**Отрывок**:
>>

Среди руководящих указаний я нахожу уникальный рецепт, способный привить солдатам вкус ко всякому убийству, единственный рецепт, который производит впечатление вполне доморощенного: сделай из необходимости добродетель и преврати — силами своей души — каждое отвратительное «я должен» в «я имею право». Тот, кто поступает по этому рецепту, «избавляет жизнь от ее шипов. То, что делается с удовольствием, делается вдвое легче, а тот, кто сопротивляется силе обстоятельств, которые он не в состоянии изменить, ведет себя как раб, принуждаемый к труду кнутом, оказывается во власти злобы и раздражения и попадает из одного затруднения в другое... Христианин должен стремиться к тому, чтобы все — внутренне — принять. Быть готовым — это все». О ниспослании нам этой готовности ко всему мы и должны молиться как можно чаще: «Господи, помилуй меня, да будет воля твоя, пусть я погибаю и ничего не понимаю!»

В качестве символа такой морали могут служить «три обезьяны восточной мудрости»: «Ничего не вижу, ничего не слышу, ничего не говорю. Иначе не обрету духовной свободы!»

В «Записной книжке солдата-католика», предисловие к которой написал армейский епископ Хенгсбах, я обнаруживаю карту.

На этой карте ФРГ, правда, отделена от ГДР красной пунктирной линией, но внешние границы совпадают с границами великого рейха 1937 года. В конце приводятся молитвы для солдат бундесвера:

«Поставь меня, Господи, средь гроз и бурь, и не щади меня, Господи! Направь меня, Господи, в бушующий пламень и не дай мне прохлады, Господи! Позволь мне, Господи, средь достойнейших жить, и бичуй, бичуй меня, Господи!»

Или:

«Мы, солдаты-христиане, молим тебя ниспослать нам непобедимую силу, нерушимую верность и дух самопожертвования вплоть до героизма, если это нужно».

Или:

«Прими, о Господи,
мою свободу,
мою волю,
мою память,
мой рассудок,
все, что я есмь,
все, что я имею!»


В конце второго дня все мы собираемся в монастырской часовне и двадцать раз подряд повторяем молитву: «Благословенна будь, Мария!»

Вечером в 19.30 является оберпфаррер Битторф для проведения часа вопросов и ответов. Он приказывает поставить стулья в кружок, и сам садится в центре.

<<

**Исходные данные**:
>>

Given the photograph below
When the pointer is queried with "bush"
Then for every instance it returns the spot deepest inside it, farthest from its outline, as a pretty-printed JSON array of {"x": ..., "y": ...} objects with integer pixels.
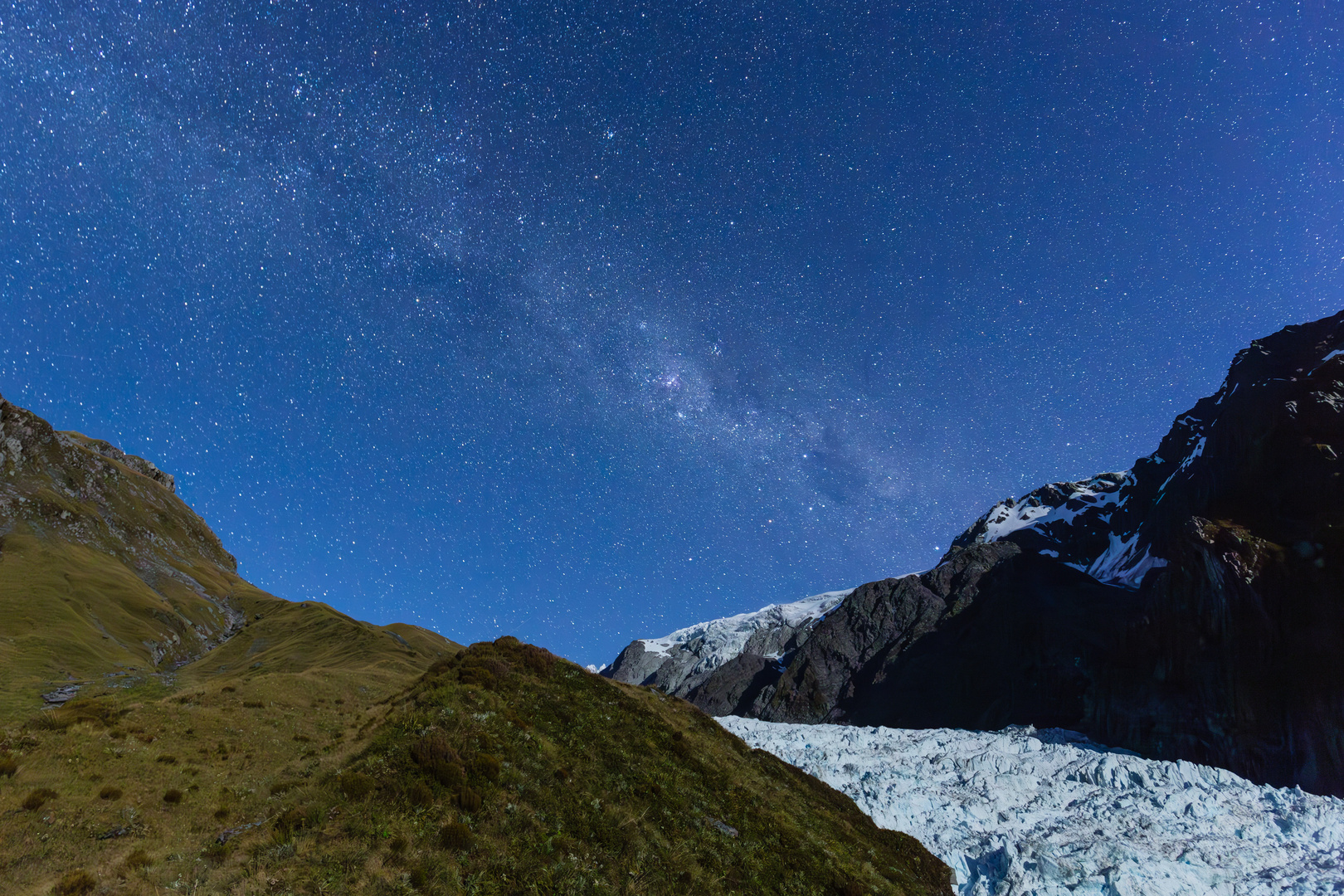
[
  {"x": 485, "y": 766},
  {"x": 357, "y": 786},
  {"x": 32, "y": 802},
  {"x": 455, "y": 835},
  {"x": 420, "y": 794},
  {"x": 468, "y": 800},
  {"x": 436, "y": 755},
  {"x": 75, "y": 883},
  {"x": 292, "y": 821}
]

<<

**Задача для решения**: Кто, согласно отрывку, написал предисловие к «Записной книжке солдата-католика»?

**Ожидаемый ответ**: Армейский епископ Хенгсбах.